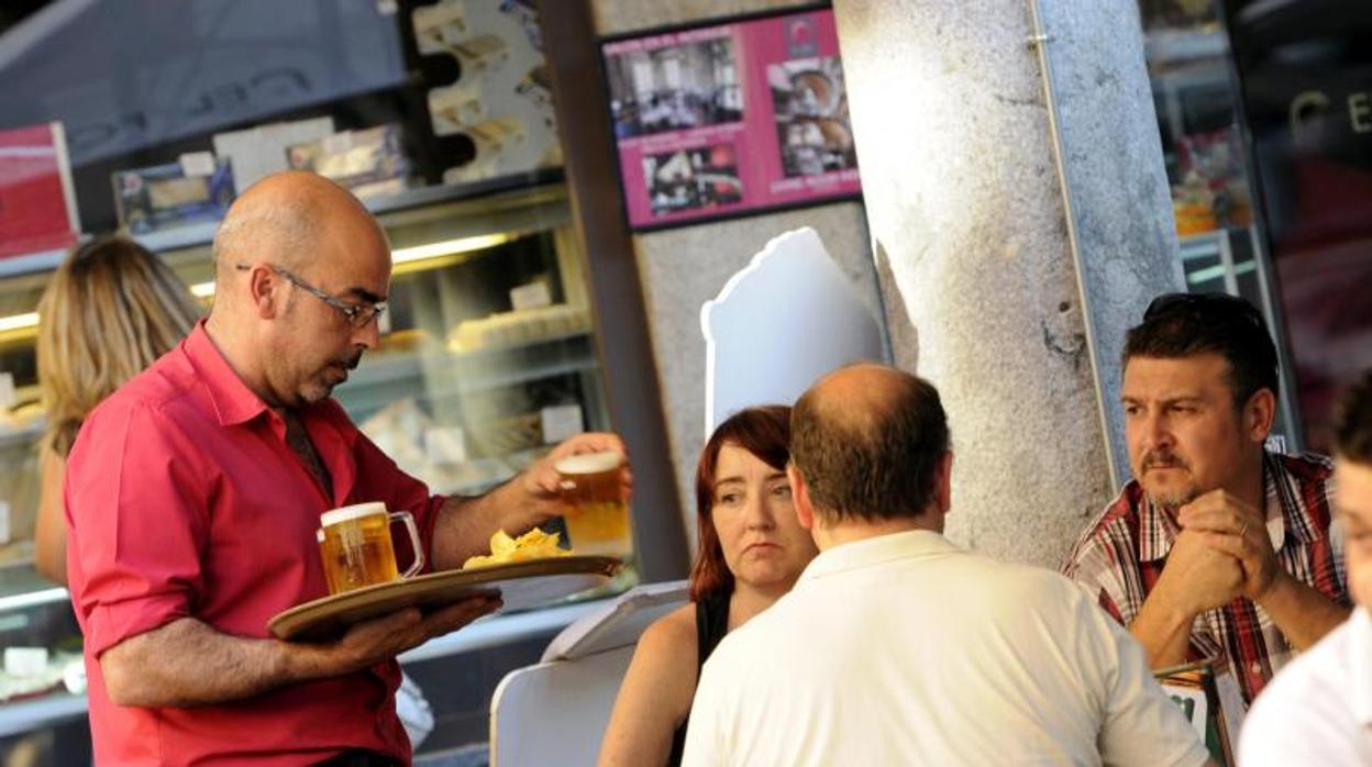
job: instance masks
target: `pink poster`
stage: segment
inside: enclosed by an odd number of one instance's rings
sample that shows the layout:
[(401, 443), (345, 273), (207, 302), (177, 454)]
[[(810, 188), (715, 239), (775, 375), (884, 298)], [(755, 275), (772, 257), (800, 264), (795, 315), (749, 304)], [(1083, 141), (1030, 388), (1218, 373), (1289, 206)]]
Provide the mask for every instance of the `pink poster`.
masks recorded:
[(0, 258), (77, 241), (62, 123), (0, 130)]
[(862, 192), (831, 10), (602, 52), (630, 226)]

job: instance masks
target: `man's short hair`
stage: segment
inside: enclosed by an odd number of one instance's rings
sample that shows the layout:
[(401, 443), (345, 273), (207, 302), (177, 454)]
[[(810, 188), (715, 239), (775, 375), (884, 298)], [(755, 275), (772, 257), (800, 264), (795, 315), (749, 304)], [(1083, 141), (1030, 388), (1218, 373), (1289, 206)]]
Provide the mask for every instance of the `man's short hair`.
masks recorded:
[(1124, 340), (1124, 359), (1180, 359), (1218, 354), (1229, 364), (1233, 406), (1242, 408), (1259, 390), (1277, 394), (1277, 350), (1262, 313), (1247, 300), (1225, 294), (1165, 294), (1152, 299), (1143, 322)]
[(1372, 370), (1364, 372), (1343, 395), (1335, 445), (1340, 457), (1372, 464)]
[(916, 517), (934, 501), (948, 418), (933, 384), (893, 372), (875, 405), (811, 390), (792, 409), (792, 462), (825, 521)]

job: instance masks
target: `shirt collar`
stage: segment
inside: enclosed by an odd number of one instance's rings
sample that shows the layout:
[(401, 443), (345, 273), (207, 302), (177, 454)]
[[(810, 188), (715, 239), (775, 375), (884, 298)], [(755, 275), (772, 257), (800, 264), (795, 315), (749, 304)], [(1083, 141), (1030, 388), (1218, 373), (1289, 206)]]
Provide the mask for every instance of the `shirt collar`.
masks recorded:
[(1372, 616), (1368, 608), (1354, 606), (1349, 616), (1349, 642), (1345, 645), (1349, 664), (1349, 687), (1353, 696), (1353, 720), (1368, 727), (1372, 726), (1372, 657), (1368, 648), (1372, 648)]
[(799, 580), (812, 580), (892, 560), (938, 557), (962, 552), (963, 549), (932, 530), (890, 532), (849, 543), (840, 543), (820, 552), (819, 556), (805, 565), (805, 571), (800, 574)]
[(204, 331), (204, 320), (195, 324), (182, 349), (210, 395), (220, 425), (243, 424), (269, 410), (266, 402), (243, 383), (210, 339), (210, 333)]
[[(1135, 480), (1137, 482), (1137, 480)], [(1286, 515), (1301, 513), (1299, 493), (1288, 487), (1295, 477), (1281, 467), (1281, 462), (1272, 453), (1262, 451), (1262, 497), (1264, 513), (1266, 515), (1268, 539), (1272, 550), (1280, 552), (1286, 542)], [(1287, 509), (1286, 506), (1295, 506)], [(1158, 561), (1172, 550), (1172, 542), (1177, 539), (1177, 527), (1172, 515), (1159, 506), (1154, 506), (1148, 494), (1139, 486), (1139, 561)]]

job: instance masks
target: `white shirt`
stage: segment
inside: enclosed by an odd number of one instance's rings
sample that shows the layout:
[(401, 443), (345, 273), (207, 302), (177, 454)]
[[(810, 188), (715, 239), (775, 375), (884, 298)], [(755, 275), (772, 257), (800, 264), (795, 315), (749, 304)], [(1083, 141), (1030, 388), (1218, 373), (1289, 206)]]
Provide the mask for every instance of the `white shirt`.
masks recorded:
[(1367, 608), (1356, 608), (1262, 690), (1243, 720), (1239, 764), (1372, 764)]
[(683, 764), (1202, 764), (1083, 589), (927, 531), (819, 554), (709, 656)]

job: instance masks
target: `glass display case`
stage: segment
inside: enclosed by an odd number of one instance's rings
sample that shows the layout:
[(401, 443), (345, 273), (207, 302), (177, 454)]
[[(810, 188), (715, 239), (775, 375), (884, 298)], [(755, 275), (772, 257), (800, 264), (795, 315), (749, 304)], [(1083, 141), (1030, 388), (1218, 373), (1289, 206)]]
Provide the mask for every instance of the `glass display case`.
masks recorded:
[(1283, 372), (1275, 443), (1298, 450), (1286, 324), (1273, 298), (1222, 11), (1216, 0), (1140, 0), (1140, 11), (1185, 287), (1239, 295), (1262, 310)]

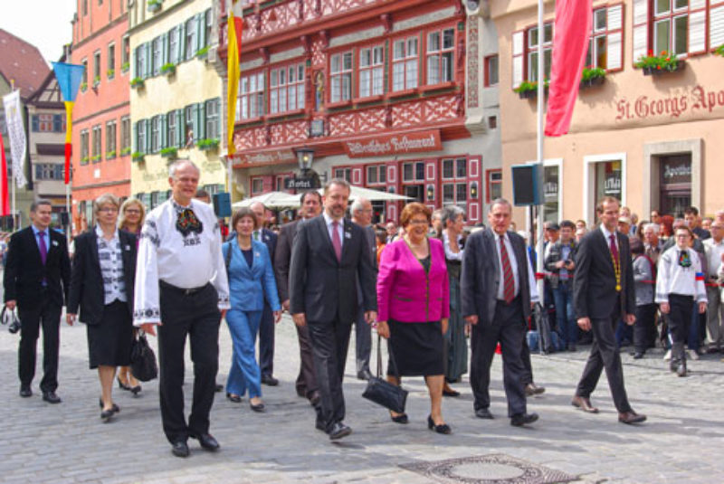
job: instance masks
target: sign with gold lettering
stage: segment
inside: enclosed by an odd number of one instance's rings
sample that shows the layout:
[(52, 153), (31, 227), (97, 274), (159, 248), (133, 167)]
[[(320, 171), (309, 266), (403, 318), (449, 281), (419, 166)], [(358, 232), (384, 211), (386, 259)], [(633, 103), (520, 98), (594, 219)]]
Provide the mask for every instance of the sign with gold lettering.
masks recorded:
[(342, 143), (350, 158), (405, 155), (443, 149), (439, 129), (376, 136)]

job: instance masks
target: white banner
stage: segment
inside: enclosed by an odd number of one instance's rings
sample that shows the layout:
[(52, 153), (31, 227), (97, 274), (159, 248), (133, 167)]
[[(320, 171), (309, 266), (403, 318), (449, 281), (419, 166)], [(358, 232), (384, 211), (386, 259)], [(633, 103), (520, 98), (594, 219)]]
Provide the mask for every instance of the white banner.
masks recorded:
[(24, 173), (25, 167), (25, 129), (23, 128), (23, 111), (20, 109), (20, 90), (14, 90), (3, 97), (5, 108), (7, 136), (10, 138), (10, 156), (13, 157), (13, 176), (20, 188), (28, 182)]

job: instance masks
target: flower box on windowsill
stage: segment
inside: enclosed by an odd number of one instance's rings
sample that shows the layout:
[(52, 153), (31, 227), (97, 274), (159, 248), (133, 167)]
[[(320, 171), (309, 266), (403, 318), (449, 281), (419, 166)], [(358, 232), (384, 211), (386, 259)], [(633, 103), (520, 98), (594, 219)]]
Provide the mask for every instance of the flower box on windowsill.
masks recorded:
[(678, 72), (681, 71), (686, 64), (683, 61), (678, 61), (676, 65), (663, 68), (662, 66), (643, 67), (644, 76), (660, 76), (662, 74), (670, 74), (672, 72)]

----------

Please lay out every line of the records above as a JSON list of strings, one string per line, with blank lines dropped. Leave the pictures out of the answer.

[
  "job: instance masks",
  "target: `pink poster`",
  "stage: segment",
  "inside: enclosed by an odd number of one instance's rings",
  "sample that shows the layout:",
  "[(401, 443), (345, 273), (207, 302), (177, 454)]",
  "[[(810, 188), (715, 239), (775, 375), (884, 298)], [(755, 275), (772, 257), (800, 264), (795, 315), (749, 304)], [(1083, 141), (1030, 388), (1218, 373), (1289, 206)]]",
  "Provide the mask for every instance of the `pink poster`.",
  "masks recorded:",
  "[(0, 258), (77, 241), (62, 123), (0, 130)]",
  "[(862, 192), (831, 10), (602, 52), (630, 226)]",
  "job: instance masks",
  "target: `man's short hair`",
  "stage: segment",
  "inside: enclosed by an odd number of one instance's rings",
  "sample that shows the layout:",
  "[(401, 443), (345, 273), (207, 302), (177, 454)]",
  "[[(810, 188), (715, 239), (775, 375), (884, 298)], [(755, 275), (772, 257), (800, 264), (795, 315), (749, 304)], [(1083, 141), (1030, 388), (1218, 373), (1289, 206)]]",
  "Provide the mask for every instance of the `man's short hair`.",
  "masks recorded:",
  "[(1124, 340), (1124, 359), (1180, 359), (1218, 354), (1229, 364), (1233, 406), (1242, 408), (1259, 390), (1277, 394), (1277, 350), (1262, 313), (1247, 300), (1225, 294), (1165, 294), (1152, 299), (1143, 322)]",
  "[(1372, 370), (1364, 372), (1343, 395), (1335, 445), (1340, 457), (1372, 464)]",
  "[(916, 517), (934, 501), (948, 418), (933, 384), (893, 372), (875, 405), (811, 390), (792, 409), (792, 462), (825, 521)]",
  "job: instance masks",
  "target: `shirt collar`",
  "stage: segment",
  "inside: enclosed by an odd number of one instance's rings",
  "sample that shows the layout:",
  "[(401, 443), (345, 273), (207, 302), (177, 454)]",
  "[[(810, 188), (715, 239), (775, 375), (884, 298)], [(755, 275), (772, 257), (800, 264), (795, 315), (749, 304)], [(1083, 141), (1030, 388), (1218, 373), (1289, 206)]]",
  "Provide the mask for every instance of the `shirt collar`.",
  "masks recorded:",
  "[(1372, 616), (1368, 608), (1354, 606), (1349, 616), (1349, 642), (1345, 645), (1349, 664), (1349, 687), (1353, 696), (1353, 720), (1368, 727), (1372, 726), (1372, 657), (1368, 648), (1372, 648)]",
  "[(799, 580), (812, 580), (892, 560), (938, 557), (962, 552), (963, 549), (932, 530), (890, 532), (849, 543), (840, 543), (820, 552), (819, 556), (805, 565), (805, 571), (800, 574)]",
  "[(204, 331), (204, 320), (195, 324), (182, 349), (210, 395), (220, 425), (243, 424), (269, 410), (266, 402), (243, 383), (210, 339), (210, 333)]",
  "[[(1135, 480), (1137, 482), (1137, 480)], [(1286, 515), (1301, 513), (1299, 493), (1288, 487), (1295, 477), (1281, 467), (1281, 462), (1272, 453), (1262, 451), (1262, 497), (1264, 513), (1266, 515), (1268, 539), (1272, 550), (1280, 552), (1286, 542)], [(1287, 509), (1286, 506), (1295, 506)], [(1158, 561), (1172, 550), (1172, 542), (1177, 539), (1177, 527), (1172, 515), (1159, 506), (1154, 506), (1148, 494), (1139, 486), (1139, 561)]]",
  "job: instance masks",
  "target: `white shirt`",
  "stage: segment",
  "inside: enclosed by an odd number of one instance's rings",
  "sample that shows the layout:",
  "[(401, 443), (345, 273), (207, 302), (177, 454)]",
  "[[(810, 188), (715, 239), (775, 375), (884, 298)], [(755, 275), (772, 257), (800, 264), (795, 315), (749, 304)], [(1083, 141), (1030, 388), (1218, 373), (1289, 206)]]",
  "Provide the mask for every instance of the `white shirt`.",
  "masks recorded:",
  "[(1367, 608), (1356, 608), (1262, 690), (1243, 720), (1239, 764), (1372, 764)]",
  "[(683, 764), (1202, 764), (1083, 589), (927, 531), (819, 554), (709, 656)]",
  "job: instance masks",
  "target: `glass display case`",
  "stage: segment",
  "inside: enclosed by an odd number of one instance's rings",
  "sample that shows the layout:",
  "[(401, 443), (345, 273), (207, 302), (177, 454)]",
  "[[(810, 188), (715, 239), (775, 375), (884, 298)], [(755, 275), (772, 257), (800, 264), (795, 315), (749, 304)], [(1083, 141), (1030, 388), (1218, 373), (1289, 206)]]",
  "Provide the mask for every instance of the `glass display case`.",
  "masks recorded:",
  "[(1283, 372), (1275, 443), (1298, 450), (1286, 324), (1273, 298), (1222, 11), (1216, 0), (1140, 0), (1140, 11), (1185, 287), (1239, 295), (1262, 310)]",
  "job: instance masks",
  "target: sign with gold lettering",
  "stage: segment",
  "inside: enclosed by an odd number of one instance's rings",
  "sample that shows the layout:",
  "[(52, 153), (31, 227), (97, 274), (159, 248), (133, 167)]",
  "[[(320, 171), (309, 266), (403, 318), (449, 281), (419, 166)], [(358, 232), (384, 211), (386, 259)], [(633, 103), (520, 98), (594, 219)]]",
  "Provide the mask for every instance of the sign with gold lettering.",
  "masks recorded:",
  "[(342, 143), (350, 158), (405, 155), (443, 149), (439, 129), (376, 136)]",
  "job: instance masks",
  "target: white banner",
  "stage: segment",
  "inside: enclosed by an odd number of one instance's rings",
  "sample that shows the layout:",
  "[(52, 153), (31, 227), (97, 274), (159, 248), (133, 167)]",
  "[[(320, 171), (309, 266), (403, 318), (449, 281), (419, 166)], [(358, 232), (384, 211), (386, 259)], [(633, 103), (520, 98), (594, 219)]]",
  "Provide the mask for every instance of the white banner.",
  "masks recorded:",
  "[(24, 173), (25, 167), (25, 129), (23, 128), (23, 111), (20, 109), (20, 90), (14, 90), (3, 97), (5, 108), (7, 136), (10, 138), (10, 156), (13, 157), (13, 176), (20, 188), (28, 182)]",
  "job: instance masks",
  "target: flower box on windowsill",
  "stage: segment",
  "inside: enclosed by an odd number of one instance's rings",
  "sample that shows the layout:",
  "[(52, 153), (31, 227), (97, 274), (159, 248), (133, 167)]",
  "[[(320, 171), (309, 266), (403, 318), (449, 281), (419, 166)], [(358, 232), (384, 211), (386, 259)], [(633, 103), (520, 98), (594, 219)]]",
  "Provide the mask for every instance of the flower box on windowsill.",
  "masks recorded:",
  "[(678, 72), (681, 71), (686, 64), (683, 61), (678, 61), (676, 65), (663, 68), (662, 66), (643, 67), (644, 76), (660, 76), (662, 74), (670, 74), (672, 72)]"
]